START Input records

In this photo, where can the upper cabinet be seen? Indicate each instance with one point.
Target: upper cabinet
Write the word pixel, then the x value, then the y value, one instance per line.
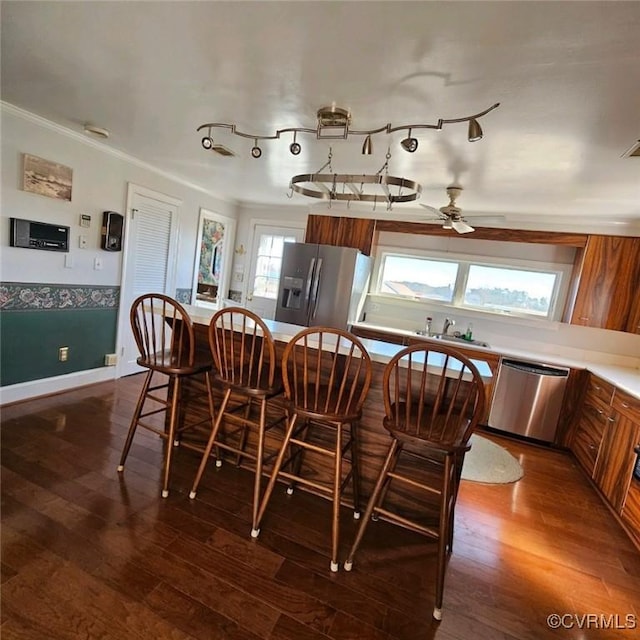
pixel 608 289
pixel 341 232
pixel 606 277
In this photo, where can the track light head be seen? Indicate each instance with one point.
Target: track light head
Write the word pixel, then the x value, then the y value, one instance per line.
pixel 409 144
pixel 256 151
pixel 475 131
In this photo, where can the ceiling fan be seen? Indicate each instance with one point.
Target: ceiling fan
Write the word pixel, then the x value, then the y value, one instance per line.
pixel 451 215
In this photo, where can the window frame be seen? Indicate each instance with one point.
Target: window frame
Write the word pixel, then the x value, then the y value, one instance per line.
pixel 465 261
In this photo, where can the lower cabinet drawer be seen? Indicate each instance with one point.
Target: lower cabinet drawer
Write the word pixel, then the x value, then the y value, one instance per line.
pixel 585 447
pixel 588 435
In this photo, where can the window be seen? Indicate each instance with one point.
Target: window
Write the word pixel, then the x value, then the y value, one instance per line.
pixel 418 278
pixel 494 285
pixel 510 290
pixel 268 263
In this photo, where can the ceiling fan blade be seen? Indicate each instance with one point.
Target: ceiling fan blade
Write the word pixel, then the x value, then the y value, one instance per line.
pixel 483 218
pixel 461 227
pixel 433 210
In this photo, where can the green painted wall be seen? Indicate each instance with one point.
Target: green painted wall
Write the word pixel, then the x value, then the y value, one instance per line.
pixel 30 341
pixel 36 319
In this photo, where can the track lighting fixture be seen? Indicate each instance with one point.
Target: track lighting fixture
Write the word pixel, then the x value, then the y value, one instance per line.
pixel 295 147
pixel 256 151
pixel 334 123
pixel 475 131
pixel 409 144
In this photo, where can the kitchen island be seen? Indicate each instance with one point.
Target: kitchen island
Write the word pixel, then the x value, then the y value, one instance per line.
pixel 373 438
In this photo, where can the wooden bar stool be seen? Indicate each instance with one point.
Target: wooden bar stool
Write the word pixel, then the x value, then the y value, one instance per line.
pixel 244 358
pixel 326 375
pixel 165 337
pixel 433 400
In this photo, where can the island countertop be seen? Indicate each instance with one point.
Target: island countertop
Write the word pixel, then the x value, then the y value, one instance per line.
pixel 625 378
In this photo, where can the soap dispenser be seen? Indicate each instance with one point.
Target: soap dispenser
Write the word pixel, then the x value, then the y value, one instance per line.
pixel 427 326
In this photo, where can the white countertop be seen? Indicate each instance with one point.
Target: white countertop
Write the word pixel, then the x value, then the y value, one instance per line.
pixel 378 350
pixel 625 378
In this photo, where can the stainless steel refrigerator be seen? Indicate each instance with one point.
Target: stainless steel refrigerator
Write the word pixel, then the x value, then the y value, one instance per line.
pixel 322 285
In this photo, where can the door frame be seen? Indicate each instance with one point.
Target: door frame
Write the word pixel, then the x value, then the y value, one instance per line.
pixel 124 328
pixel 254 223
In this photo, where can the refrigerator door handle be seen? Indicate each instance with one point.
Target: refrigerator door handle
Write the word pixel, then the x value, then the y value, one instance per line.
pixel 316 286
pixel 310 276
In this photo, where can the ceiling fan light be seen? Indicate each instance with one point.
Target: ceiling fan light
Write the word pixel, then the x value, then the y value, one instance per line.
pixel 461 227
pixel 475 131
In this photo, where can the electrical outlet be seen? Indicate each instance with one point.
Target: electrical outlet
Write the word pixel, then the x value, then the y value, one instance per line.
pixel 110 359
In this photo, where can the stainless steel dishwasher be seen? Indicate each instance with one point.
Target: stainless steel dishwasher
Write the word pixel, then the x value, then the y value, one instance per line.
pixel 528 399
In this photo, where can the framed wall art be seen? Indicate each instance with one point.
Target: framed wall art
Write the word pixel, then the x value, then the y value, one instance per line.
pixel 46 178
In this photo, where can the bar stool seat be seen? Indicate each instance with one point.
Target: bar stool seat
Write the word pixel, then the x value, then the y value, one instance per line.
pixel 433 399
pixel 165 338
pixel 326 375
pixel 246 375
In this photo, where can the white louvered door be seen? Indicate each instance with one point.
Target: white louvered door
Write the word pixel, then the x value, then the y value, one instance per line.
pixel 151 235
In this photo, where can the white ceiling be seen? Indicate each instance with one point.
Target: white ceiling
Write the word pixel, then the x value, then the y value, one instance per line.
pixel 567 75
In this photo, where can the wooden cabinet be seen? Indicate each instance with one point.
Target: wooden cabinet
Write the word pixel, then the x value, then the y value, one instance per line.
pixel 607 291
pixel 616 459
pixel 589 432
pixel 492 359
pixel 633 322
pixel 341 232
pixel 604 442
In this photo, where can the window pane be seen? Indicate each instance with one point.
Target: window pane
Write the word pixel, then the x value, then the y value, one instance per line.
pixel 510 290
pixel 268 265
pixel 418 278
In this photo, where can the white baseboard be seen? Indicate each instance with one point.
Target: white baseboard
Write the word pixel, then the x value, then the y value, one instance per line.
pixel 46 386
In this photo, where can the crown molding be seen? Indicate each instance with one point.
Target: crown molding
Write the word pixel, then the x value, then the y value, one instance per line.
pixel 100 146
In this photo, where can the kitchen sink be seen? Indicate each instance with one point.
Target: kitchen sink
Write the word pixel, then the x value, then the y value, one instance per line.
pixel 450 338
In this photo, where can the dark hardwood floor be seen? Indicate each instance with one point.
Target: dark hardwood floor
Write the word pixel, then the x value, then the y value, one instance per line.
pixel 89 553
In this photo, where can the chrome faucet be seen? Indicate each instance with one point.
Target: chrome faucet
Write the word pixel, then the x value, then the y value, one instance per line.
pixel 448 322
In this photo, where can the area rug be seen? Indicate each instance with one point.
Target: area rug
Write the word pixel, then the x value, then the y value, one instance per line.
pixel 490 463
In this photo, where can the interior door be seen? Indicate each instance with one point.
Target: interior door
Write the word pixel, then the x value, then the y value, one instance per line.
pixel 151 235
pixel 265 265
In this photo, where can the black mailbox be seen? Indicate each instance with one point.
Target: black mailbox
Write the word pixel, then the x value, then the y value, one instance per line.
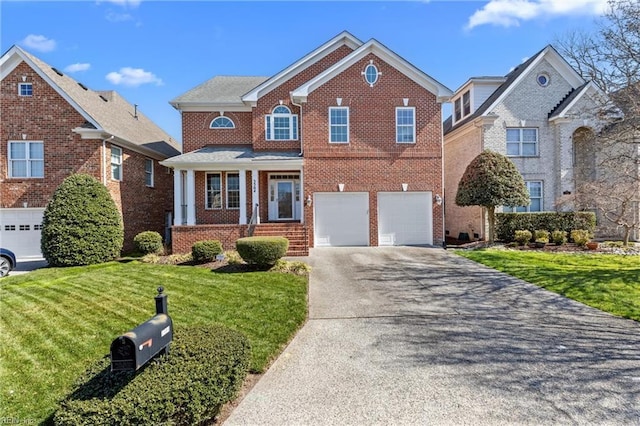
pixel 135 348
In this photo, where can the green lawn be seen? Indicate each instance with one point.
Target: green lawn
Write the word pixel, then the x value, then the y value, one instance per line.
pixel 55 322
pixel 608 282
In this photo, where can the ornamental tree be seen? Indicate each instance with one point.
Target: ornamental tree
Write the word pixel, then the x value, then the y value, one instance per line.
pixel 81 225
pixel 491 180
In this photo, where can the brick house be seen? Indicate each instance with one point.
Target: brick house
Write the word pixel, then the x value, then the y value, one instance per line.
pixel 542 115
pixel 341 148
pixel 53 126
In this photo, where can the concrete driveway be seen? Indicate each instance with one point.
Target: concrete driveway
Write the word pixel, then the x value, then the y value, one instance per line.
pixel 408 335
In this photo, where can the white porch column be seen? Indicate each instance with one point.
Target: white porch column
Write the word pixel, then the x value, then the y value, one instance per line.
pixel 191 197
pixel 242 181
pixel 177 197
pixel 255 193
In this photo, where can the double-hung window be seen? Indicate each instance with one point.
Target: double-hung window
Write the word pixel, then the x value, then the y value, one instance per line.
pixel 26 159
pixel 214 191
pixel 522 142
pixel 281 125
pixel 116 163
pixel 339 124
pixel 233 191
pixel 405 125
pixel 535 198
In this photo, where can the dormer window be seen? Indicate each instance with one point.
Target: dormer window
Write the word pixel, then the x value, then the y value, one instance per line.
pixel 281 125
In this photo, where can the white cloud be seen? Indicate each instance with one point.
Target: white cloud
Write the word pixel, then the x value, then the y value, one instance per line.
pixel 77 67
pixel 133 77
pixel 39 43
pixel 509 13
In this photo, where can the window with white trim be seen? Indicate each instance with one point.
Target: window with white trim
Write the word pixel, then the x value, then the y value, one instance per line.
pixel 522 142
pixel 148 172
pixel 222 122
pixel 25 89
pixel 405 125
pixel 26 159
pixel 339 124
pixel 535 198
pixel 233 190
pixel 116 163
pixel 214 191
pixel 281 125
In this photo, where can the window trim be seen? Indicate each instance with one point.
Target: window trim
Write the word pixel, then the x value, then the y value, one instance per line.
pixel 118 164
pixel 413 126
pixel 207 192
pixel 27 159
pixel 331 125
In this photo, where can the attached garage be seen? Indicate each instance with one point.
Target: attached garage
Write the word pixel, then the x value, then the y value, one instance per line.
pixel 405 218
pixel 341 219
pixel 20 231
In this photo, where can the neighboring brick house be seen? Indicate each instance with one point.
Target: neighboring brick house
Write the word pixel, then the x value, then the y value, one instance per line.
pixel 52 126
pixel 342 148
pixel 542 115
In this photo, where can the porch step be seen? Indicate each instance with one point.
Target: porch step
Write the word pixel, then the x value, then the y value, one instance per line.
pixel 296 233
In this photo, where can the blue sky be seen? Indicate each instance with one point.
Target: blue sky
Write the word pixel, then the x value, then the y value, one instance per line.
pixel 153 51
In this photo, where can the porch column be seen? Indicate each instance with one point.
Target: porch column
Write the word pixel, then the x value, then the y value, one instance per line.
pixel 243 196
pixel 177 197
pixel 255 193
pixel 191 197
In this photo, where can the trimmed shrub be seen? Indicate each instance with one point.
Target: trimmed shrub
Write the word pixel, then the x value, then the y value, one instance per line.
pixel 205 369
pixel 148 242
pixel 262 251
pixel 206 251
pixel 522 236
pixel 508 223
pixel 559 237
pixel 580 236
pixel 81 224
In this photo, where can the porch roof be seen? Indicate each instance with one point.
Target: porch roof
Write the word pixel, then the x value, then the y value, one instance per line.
pixel 210 157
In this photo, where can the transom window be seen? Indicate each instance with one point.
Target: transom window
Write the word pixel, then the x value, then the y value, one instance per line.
pixel 281 124
pixel 535 197
pixel 522 142
pixel 26 159
pixel 214 191
pixel 222 123
pixel 339 124
pixel 116 163
pixel 405 125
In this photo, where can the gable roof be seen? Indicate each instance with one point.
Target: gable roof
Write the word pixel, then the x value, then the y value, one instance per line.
pixel 105 112
pixel 373 46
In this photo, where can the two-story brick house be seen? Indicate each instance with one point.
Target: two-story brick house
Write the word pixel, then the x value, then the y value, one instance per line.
pixel 543 115
pixel 343 147
pixel 53 126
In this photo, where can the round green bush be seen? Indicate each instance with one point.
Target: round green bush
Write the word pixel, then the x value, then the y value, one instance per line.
pixel 148 242
pixel 206 251
pixel 205 368
pixel 81 224
pixel 262 251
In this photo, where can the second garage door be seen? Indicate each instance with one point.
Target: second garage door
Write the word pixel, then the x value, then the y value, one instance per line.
pixel 341 219
pixel 405 218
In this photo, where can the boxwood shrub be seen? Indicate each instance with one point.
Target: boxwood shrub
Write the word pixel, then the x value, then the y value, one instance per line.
pixel 508 223
pixel 262 251
pixel 206 251
pixel 205 369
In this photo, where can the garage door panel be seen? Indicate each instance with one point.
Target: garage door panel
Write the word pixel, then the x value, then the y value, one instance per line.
pixel 341 219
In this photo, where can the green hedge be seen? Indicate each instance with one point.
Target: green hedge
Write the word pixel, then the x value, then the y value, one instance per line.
pixel 262 251
pixel 508 223
pixel 205 369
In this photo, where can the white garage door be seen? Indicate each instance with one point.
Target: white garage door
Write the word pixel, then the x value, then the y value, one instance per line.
pixel 405 218
pixel 341 219
pixel 20 231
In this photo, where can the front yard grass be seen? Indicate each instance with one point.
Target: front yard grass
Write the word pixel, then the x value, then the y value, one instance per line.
pixel 55 322
pixel 607 282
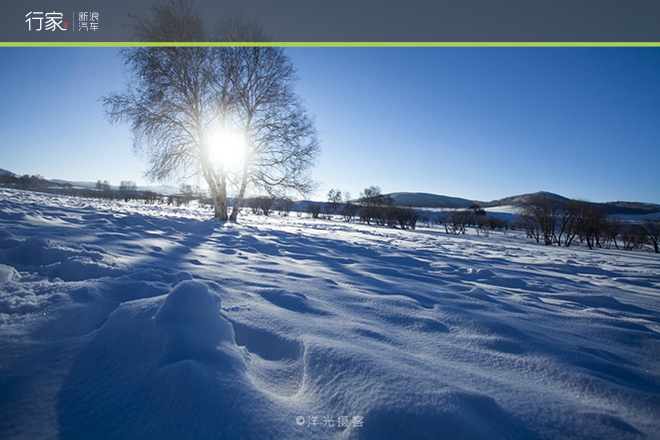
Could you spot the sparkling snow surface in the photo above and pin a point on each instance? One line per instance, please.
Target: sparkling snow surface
(127, 321)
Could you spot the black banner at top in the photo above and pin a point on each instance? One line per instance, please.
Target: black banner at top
(353, 20)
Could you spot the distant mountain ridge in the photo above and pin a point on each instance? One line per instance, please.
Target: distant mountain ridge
(426, 200)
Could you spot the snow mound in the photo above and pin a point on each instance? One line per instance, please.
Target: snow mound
(123, 320)
(165, 367)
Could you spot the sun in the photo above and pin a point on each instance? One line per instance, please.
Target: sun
(227, 149)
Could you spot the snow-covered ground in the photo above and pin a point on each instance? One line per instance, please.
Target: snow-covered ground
(126, 321)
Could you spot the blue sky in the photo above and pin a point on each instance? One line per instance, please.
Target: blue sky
(479, 123)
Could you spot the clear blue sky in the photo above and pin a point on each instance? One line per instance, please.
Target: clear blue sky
(479, 123)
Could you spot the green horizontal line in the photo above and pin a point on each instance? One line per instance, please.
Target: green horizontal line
(329, 44)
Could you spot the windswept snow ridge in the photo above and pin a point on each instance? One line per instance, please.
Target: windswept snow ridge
(134, 321)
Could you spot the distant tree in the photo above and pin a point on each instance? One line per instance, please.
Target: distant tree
(543, 211)
(284, 206)
(334, 200)
(632, 236)
(442, 219)
(477, 210)
(127, 190)
(150, 197)
(187, 193)
(425, 218)
(314, 209)
(103, 189)
(611, 230)
(459, 220)
(651, 230)
(348, 211)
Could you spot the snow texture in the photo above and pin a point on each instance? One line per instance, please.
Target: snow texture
(122, 320)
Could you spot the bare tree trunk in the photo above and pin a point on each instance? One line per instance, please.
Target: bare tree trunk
(238, 201)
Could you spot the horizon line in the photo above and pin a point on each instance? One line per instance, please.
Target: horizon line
(330, 44)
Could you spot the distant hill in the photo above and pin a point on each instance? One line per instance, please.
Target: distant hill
(426, 200)
(413, 199)
(611, 208)
(521, 199)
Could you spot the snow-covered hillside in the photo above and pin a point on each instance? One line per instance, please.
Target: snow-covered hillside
(127, 321)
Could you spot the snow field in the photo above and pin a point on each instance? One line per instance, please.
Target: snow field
(134, 321)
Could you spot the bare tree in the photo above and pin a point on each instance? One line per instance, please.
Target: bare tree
(334, 199)
(180, 99)
(280, 138)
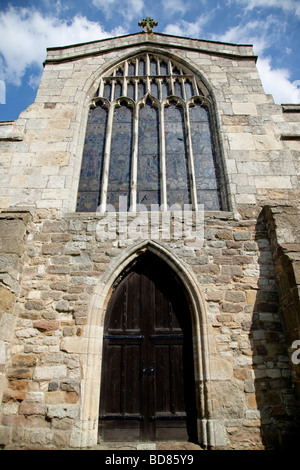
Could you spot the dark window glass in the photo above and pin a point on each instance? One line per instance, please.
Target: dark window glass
(154, 89)
(118, 90)
(205, 170)
(148, 156)
(178, 89)
(120, 156)
(142, 67)
(92, 160)
(163, 68)
(188, 89)
(131, 90)
(176, 157)
(131, 69)
(107, 91)
(153, 67)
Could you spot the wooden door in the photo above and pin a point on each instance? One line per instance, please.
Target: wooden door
(147, 386)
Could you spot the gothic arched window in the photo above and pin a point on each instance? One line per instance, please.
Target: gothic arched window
(149, 139)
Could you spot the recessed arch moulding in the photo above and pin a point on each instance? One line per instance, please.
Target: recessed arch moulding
(90, 346)
(176, 69)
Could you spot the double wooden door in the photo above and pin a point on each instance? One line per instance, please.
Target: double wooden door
(147, 385)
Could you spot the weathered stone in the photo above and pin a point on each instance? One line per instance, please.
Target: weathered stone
(46, 325)
(7, 300)
(50, 372)
(235, 296)
(25, 360)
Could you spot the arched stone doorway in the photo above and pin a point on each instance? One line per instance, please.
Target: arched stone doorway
(91, 344)
(148, 385)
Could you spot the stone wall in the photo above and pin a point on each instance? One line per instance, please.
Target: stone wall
(42, 150)
(57, 273)
(247, 382)
(12, 243)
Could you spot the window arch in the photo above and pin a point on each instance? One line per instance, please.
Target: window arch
(149, 139)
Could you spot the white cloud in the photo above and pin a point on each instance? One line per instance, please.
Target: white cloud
(25, 34)
(254, 32)
(190, 29)
(276, 82)
(261, 34)
(128, 8)
(175, 6)
(291, 6)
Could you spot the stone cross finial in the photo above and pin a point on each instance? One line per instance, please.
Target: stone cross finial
(148, 24)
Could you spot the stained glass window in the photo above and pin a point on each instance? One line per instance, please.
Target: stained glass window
(149, 138)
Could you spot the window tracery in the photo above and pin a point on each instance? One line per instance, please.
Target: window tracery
(149, 138)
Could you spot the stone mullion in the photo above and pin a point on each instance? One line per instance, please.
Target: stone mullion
(112, 95)
(183, 88)
(191, 167)
(195, 87)
(106, 160)
(162, 150)
(134, 160)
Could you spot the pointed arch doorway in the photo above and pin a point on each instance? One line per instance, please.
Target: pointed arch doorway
(147, 385)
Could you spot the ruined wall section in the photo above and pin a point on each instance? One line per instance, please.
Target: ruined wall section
(13, 234)
(249, 382)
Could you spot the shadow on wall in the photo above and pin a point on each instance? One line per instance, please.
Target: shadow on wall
(274, 399)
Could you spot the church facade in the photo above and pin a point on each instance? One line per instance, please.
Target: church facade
(150, 257)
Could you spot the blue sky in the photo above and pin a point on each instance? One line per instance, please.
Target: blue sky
(27, 28)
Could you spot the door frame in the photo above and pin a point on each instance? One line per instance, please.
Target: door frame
(90, 344)
(140, 289)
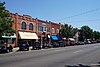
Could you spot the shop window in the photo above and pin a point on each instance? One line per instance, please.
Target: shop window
(57, 30)
(10, 41)
(23, 25)
(53, 30)
(30, 26)
(40, 28)
(44, 28)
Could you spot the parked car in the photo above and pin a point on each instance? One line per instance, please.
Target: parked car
(61, 43)
(46, 45)
(36, 45)
(24, 45)
(55, 44)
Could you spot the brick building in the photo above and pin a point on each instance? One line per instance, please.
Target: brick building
(30, 29)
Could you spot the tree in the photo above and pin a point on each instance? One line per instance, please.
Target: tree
(5, 20)
(88, 32)
(68, 31)
(96, 35)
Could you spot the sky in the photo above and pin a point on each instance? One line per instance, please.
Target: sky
(73, 12)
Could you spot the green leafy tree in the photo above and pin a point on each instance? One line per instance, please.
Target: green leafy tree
(5, 20)
(68, 31)
(96, 35)
(88, 32)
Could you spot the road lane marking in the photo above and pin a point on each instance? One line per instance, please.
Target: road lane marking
(77, 51)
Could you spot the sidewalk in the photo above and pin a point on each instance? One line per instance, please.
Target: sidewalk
(17, 48)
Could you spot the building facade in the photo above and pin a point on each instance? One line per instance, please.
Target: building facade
(30, 29)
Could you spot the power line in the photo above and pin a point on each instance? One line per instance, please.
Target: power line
(85, 20)
(87, 12)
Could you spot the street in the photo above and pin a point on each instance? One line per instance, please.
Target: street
(53, 57)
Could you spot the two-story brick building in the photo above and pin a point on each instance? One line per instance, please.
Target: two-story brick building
(30, 29)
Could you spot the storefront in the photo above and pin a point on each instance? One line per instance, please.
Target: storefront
(11, 39)
(30, 37)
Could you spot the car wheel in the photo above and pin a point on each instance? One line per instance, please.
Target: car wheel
(7, 50)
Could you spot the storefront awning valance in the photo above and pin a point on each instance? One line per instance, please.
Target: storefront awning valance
(28, 35)
(12, 36)
(54, 37)
(71, 39)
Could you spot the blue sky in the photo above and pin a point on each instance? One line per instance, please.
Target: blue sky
(59, 11)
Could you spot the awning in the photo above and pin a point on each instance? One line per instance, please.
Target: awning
(12, 36)
(28, 35)
(71, 39)
(54, 37)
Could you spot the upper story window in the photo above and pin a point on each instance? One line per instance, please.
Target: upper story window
(57, 30)
(53, 31)
(24, 25)
(44, 28)
(40, 28)
(30, 26)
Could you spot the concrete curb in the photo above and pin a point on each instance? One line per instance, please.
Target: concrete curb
(17, 48)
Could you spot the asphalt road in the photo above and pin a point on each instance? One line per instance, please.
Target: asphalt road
(53, 57)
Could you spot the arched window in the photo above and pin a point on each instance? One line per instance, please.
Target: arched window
(23, 25)
(30, 26)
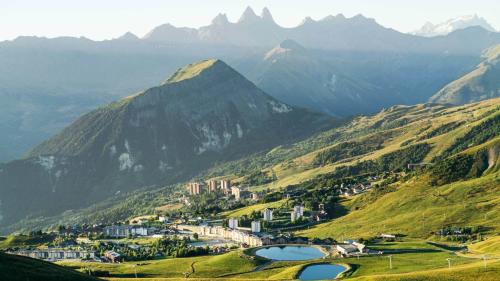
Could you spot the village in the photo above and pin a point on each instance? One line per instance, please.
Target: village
(176, 235)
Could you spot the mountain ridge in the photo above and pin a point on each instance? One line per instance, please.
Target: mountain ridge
(206, 113)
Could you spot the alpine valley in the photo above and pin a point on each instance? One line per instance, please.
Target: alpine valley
(336, 149)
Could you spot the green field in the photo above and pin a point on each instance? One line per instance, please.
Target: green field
(17, 268)
(410, 259)
(417, 209)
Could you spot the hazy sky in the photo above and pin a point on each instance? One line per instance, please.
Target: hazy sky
(105, 19)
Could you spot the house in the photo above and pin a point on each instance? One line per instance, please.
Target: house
(268, 214)
(225, 185)
(113, 256)
(236, 192)
(255, 196)
(194, 188)
(211, 186)
(233, 223)
(55, 254)
(255, 226)
(351, 248)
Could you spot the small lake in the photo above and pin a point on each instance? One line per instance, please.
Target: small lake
(321, 272)
(290, 253)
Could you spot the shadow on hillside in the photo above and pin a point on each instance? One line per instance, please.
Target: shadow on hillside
(409, 251)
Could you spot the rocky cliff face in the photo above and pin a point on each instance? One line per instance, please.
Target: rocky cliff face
(205, 113)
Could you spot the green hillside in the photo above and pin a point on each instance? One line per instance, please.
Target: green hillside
(460, 142)
(206, 113)
(17, 268)
(480, 84)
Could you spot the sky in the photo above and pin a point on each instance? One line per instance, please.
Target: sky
(106, 19)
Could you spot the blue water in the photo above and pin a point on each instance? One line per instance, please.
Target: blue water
(290, 253)
(321, 272)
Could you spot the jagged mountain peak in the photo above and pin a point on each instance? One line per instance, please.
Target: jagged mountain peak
(266, 15)
(307, 20)
(204, 67)
(332, 18)
(430, 30)
(248, 16)
(128, 36)
(284, 48)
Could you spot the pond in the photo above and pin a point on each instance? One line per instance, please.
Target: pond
(321, 272)
(290, 253)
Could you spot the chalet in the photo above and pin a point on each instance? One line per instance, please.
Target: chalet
(113, 256)
(56, 254)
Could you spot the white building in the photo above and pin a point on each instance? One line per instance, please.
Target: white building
(233, 223)
(56, 254)
(225, 185)
(268, 214)
(255, 226)
(236, 191)
(299, 210)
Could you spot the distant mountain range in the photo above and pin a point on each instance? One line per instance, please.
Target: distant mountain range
(429, 29)
(480, 84)
(349, 66)
(205, 113)
(332, 33)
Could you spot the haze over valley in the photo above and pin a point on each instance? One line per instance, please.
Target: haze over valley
(338, 148)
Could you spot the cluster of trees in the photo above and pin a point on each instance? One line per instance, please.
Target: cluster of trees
(461, 234)
(347, 150)
(462, 166)
(477, 135)
(259, 178)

END Input records

## Problem details
Skip the pictures. Restate exactly the lines from the start of the entries through the line containing "In this photo, where can the window frame", both ends included.

## Response to the task
In this photo, where can the upper cabinet be seen? Indicate each instance with one point.
Target: upper cabinet
Write the word pixel, then the x value, then the y value, one instance per line.
pixel 608 289
pixel 341 232
pixel 606 277
In this photo, where can the track light head be seen? Indicate each instance with one point.
Target: track light head
Write the word pixel, then the x value, then the y value, one instance per line.
pixel 409 144
pixel 256 151
pixel 475 131
In this photo, where can the ceiling fan be seen? Indicate each instance with one point.
Target: ceiling fan
Write the word pixel, then the x value, then the y value, one instance per line.
pixel 451 215
In this photo, where can the window frame be seen? Indicate each instance with one point.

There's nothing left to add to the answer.